== Job ==
The lines to be copied run from the one containing "of the excavator" to the end of the material below; reproduce them exactly, including both ends, and nothing more.

== Material ==
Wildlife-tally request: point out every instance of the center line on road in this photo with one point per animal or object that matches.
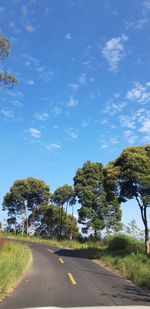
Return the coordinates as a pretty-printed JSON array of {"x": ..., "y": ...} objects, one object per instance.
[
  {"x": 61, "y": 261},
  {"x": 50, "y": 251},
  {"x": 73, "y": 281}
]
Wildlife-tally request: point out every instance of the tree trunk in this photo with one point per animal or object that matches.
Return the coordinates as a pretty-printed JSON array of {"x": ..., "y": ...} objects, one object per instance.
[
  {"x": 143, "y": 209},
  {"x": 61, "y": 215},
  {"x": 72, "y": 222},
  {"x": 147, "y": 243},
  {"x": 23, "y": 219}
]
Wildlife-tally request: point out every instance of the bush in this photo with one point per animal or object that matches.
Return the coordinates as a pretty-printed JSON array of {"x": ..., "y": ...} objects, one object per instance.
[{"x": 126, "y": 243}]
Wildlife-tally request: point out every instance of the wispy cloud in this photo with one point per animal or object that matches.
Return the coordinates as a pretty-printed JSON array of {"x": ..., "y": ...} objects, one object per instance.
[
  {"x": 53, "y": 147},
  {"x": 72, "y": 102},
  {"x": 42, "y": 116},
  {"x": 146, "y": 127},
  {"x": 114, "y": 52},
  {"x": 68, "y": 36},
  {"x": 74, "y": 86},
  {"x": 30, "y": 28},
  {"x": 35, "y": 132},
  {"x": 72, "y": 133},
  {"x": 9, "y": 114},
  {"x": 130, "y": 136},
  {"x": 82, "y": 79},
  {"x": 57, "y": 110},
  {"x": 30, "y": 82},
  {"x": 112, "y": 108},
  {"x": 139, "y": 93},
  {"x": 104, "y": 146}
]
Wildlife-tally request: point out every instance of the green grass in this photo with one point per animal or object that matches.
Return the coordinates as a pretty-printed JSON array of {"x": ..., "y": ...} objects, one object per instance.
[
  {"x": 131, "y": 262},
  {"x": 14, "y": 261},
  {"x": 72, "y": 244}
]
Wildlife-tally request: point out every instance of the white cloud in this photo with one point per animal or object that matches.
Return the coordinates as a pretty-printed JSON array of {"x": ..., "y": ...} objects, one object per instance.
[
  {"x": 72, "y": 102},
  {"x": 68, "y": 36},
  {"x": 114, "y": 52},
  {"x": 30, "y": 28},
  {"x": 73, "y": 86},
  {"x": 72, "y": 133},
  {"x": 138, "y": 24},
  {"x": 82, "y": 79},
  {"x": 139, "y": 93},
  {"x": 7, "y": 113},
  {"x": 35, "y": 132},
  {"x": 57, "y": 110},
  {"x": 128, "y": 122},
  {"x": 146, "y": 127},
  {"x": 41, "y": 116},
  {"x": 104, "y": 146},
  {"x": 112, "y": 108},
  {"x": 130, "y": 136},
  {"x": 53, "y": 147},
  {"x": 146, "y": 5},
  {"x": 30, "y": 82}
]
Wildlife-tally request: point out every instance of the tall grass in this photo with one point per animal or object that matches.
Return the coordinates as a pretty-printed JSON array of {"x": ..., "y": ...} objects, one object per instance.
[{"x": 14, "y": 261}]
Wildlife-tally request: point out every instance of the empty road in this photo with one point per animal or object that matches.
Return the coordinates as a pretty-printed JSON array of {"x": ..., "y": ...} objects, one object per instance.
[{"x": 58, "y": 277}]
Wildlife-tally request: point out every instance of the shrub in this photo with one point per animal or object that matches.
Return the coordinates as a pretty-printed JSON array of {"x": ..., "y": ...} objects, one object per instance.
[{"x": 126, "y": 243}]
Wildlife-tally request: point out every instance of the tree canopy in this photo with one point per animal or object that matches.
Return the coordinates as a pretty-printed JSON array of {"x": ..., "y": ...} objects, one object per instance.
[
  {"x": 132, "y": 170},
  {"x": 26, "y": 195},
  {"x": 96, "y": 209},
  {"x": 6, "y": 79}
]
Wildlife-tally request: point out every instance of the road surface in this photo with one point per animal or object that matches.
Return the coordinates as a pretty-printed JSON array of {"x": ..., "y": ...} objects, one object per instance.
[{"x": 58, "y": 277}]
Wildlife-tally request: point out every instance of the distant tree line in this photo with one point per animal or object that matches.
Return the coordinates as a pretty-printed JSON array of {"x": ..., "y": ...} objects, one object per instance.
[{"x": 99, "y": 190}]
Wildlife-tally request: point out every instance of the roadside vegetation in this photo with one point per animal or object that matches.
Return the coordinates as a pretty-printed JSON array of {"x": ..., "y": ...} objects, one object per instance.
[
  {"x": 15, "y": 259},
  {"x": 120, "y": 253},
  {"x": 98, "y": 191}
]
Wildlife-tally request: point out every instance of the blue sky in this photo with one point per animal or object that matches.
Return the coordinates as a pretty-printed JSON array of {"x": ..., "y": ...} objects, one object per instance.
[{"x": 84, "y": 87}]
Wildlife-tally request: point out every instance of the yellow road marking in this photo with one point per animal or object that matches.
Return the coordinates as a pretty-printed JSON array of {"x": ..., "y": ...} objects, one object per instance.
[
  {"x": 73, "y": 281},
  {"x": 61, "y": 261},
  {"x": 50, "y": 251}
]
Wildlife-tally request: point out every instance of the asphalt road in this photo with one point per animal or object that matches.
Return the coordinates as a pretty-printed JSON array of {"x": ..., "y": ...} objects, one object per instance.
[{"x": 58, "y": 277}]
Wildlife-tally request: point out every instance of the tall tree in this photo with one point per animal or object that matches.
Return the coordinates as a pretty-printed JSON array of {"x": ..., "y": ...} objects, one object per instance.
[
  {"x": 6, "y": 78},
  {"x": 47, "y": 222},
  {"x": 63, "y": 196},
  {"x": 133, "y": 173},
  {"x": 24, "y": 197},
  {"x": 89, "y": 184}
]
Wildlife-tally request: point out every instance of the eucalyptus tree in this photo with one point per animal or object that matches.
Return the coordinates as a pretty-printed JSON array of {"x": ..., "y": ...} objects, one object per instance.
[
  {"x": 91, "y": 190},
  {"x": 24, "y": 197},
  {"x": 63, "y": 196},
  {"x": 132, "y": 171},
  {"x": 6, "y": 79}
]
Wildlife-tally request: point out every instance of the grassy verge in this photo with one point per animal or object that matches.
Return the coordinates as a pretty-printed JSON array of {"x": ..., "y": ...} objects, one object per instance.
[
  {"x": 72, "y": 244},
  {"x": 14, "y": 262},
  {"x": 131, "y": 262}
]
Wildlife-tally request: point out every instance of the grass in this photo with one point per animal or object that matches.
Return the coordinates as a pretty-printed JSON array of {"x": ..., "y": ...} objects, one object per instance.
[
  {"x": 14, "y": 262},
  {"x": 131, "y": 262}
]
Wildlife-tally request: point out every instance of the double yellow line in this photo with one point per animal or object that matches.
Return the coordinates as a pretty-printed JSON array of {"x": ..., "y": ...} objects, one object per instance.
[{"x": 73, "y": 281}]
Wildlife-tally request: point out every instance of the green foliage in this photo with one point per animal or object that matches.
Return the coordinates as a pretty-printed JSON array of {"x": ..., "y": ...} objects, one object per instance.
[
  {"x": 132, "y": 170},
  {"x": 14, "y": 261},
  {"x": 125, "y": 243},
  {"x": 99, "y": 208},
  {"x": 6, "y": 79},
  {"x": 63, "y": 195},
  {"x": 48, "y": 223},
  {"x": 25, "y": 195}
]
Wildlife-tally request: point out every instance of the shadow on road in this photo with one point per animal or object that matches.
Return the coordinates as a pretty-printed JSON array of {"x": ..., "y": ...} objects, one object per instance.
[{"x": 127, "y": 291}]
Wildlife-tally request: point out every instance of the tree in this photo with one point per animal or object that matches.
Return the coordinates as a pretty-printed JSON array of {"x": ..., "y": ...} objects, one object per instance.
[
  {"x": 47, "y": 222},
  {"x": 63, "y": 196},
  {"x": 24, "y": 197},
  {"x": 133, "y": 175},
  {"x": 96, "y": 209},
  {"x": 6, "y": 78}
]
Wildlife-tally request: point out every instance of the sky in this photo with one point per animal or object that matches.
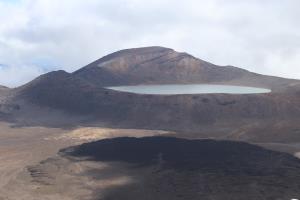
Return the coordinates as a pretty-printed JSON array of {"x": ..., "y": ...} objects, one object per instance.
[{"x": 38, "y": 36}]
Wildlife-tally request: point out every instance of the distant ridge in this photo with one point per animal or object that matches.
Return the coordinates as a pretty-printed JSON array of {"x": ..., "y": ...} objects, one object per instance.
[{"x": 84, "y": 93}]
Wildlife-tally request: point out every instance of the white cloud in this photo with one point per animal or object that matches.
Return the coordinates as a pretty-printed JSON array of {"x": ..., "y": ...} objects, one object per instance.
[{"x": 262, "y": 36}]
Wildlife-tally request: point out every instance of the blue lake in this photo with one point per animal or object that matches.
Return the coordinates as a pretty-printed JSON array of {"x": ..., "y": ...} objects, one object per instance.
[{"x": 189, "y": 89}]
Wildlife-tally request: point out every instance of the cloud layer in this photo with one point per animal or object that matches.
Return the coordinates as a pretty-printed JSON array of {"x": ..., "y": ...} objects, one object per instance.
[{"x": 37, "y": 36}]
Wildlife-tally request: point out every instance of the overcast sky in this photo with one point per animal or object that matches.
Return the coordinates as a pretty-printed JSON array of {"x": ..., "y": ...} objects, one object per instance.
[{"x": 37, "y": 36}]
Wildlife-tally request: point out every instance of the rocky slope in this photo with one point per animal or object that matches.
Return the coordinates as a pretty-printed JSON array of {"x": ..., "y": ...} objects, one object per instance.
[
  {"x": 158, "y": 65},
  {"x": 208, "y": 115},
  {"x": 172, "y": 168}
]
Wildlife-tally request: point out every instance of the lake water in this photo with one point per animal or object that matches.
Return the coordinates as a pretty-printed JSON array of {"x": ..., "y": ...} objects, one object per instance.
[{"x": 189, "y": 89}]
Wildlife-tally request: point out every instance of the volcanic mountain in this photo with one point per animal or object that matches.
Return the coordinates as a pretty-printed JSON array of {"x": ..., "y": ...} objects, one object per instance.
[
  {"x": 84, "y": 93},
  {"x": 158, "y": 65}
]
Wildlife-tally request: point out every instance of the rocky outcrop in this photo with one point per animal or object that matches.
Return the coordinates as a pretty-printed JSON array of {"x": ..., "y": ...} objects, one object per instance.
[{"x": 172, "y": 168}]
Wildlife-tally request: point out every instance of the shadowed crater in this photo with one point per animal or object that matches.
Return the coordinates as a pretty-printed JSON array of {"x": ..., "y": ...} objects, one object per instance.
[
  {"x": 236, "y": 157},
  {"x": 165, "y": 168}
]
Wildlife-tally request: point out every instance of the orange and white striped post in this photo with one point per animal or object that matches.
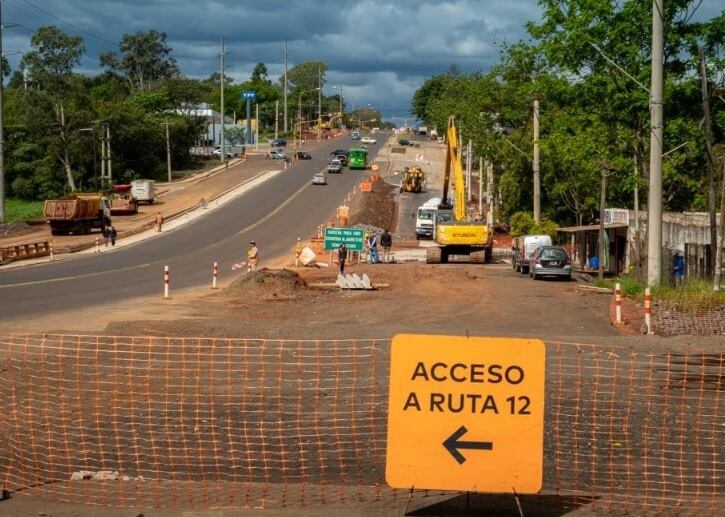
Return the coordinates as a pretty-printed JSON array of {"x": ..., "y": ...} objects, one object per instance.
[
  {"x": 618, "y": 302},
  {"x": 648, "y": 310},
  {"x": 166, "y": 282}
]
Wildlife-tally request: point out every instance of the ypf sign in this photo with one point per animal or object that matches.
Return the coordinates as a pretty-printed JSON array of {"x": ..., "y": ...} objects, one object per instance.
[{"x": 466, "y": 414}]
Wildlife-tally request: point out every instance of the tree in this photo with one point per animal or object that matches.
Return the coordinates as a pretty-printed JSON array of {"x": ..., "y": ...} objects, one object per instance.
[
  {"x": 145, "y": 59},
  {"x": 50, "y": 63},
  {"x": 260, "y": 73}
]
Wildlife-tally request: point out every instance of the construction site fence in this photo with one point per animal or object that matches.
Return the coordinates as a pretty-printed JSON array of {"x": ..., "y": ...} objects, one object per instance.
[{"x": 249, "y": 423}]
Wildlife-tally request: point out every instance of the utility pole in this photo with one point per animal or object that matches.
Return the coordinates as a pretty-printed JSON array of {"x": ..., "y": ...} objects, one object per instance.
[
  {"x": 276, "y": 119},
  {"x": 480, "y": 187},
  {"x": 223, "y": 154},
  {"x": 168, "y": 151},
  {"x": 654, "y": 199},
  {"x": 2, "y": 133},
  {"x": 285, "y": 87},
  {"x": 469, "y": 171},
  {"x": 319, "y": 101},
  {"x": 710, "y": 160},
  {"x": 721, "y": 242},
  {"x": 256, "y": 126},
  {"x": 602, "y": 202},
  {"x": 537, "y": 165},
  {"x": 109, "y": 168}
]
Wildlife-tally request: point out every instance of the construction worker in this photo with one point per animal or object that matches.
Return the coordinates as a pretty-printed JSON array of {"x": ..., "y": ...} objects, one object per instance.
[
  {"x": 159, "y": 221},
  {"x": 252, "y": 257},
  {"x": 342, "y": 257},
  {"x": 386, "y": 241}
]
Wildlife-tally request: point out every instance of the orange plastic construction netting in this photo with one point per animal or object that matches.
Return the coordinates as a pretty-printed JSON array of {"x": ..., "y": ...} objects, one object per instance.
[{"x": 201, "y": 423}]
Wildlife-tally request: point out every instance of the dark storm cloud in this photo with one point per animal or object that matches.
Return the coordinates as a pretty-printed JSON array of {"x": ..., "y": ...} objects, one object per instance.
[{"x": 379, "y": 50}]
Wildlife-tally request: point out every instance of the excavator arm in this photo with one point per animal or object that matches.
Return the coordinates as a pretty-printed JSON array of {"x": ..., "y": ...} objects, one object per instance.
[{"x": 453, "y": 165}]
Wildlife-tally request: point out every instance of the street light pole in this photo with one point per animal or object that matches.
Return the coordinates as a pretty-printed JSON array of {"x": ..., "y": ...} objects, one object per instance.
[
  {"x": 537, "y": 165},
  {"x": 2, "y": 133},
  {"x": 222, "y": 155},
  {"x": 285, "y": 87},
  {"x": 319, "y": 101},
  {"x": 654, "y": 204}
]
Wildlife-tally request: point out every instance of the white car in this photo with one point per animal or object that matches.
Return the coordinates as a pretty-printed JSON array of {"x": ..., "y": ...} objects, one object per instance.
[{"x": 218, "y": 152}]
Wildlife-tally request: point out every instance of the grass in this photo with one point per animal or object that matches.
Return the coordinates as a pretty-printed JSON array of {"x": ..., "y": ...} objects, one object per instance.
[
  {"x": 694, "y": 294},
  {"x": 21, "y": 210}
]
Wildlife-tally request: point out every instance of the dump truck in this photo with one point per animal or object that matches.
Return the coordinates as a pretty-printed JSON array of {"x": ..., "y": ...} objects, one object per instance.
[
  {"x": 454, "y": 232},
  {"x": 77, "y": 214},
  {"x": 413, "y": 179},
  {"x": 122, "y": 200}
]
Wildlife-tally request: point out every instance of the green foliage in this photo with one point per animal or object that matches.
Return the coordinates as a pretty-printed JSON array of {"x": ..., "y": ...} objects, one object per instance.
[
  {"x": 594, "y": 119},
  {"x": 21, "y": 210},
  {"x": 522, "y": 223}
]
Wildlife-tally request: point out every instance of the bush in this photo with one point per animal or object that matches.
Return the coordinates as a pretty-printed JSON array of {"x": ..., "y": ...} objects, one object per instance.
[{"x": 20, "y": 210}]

== Written answer ==
Wildlife-tally request: point out every instance of the excavator arm in this photo with one point per animal or object that matches.
Return the coordinates as a pretty-printed JSON array of {"x": ..., "y": ...} objects, one object per instance.
[{"x": 453, "y": 165}]
Wildlife-tally request: point out every instance of the street light pole in this photo with one point per animal or object that matches.
Return the coordinates as a pretty-printed JSON array of {"x": ..., "y": ...} objects, one object per instance.
[
  {"x": 537, "y": 165},
  {"x": 2, "y": 133},
  {"x": 222, "y": 155},
  {"x": 285, "y": 87},
  {"x": 319, "y": 101},
  {"x": 654, "y": 204}
]
Wildlife-tally request: point out every instance of the white car in this photo with one point per animal or object that matches.
Return the coordinates as a pretty-printed JSON array of {"x": ..., "y": ...} objects, one object per instance.
[{"x": 218, "y": 152}]
Wildlife-tally request: point out every instance of the grass in this photo with one point per animal or object that matches.
Return the coordinates as a pretty-printed JSON array of {"x": ..., "y": ...} objects, one object per instance.
[
  {"x": 694, "y": 294},
  {"x": 21, "y": 210}
]
Wildlife-tally request: point out every instance of the dump truck in this photo with one point per animal or object that matches.
Return the coordinates as a pretty-printed JSON array of {"x": ..., "y": ...} objects, one object per instance.
[
  {"x": 454, "y": 232},
  {"x": 77, "y": 214},
  {"x": 413, "y": 179},
  {"x": 122, "y": 200}
]
Wildlife-tally request: point out every instance of the green foliage in this photo with one point per animal or object that matches.
Return the coordinates as a pretty-printed JSON array of {"x": ..., "y": ...} objects, one object per instance.
[
  {"x": 594, "y": 119},
  {"x": 21, "y": 210},
  {"x": 522, "y": 223}
]
Wildlife-tally request: point out every instance of the bush in this photo with one point per animal or object that matches.
Return the coordinates as a pretty-printed JSON array of {"x": ..., "y": ...} objects, one object per instance.
[{"x": 20, "y": 210}]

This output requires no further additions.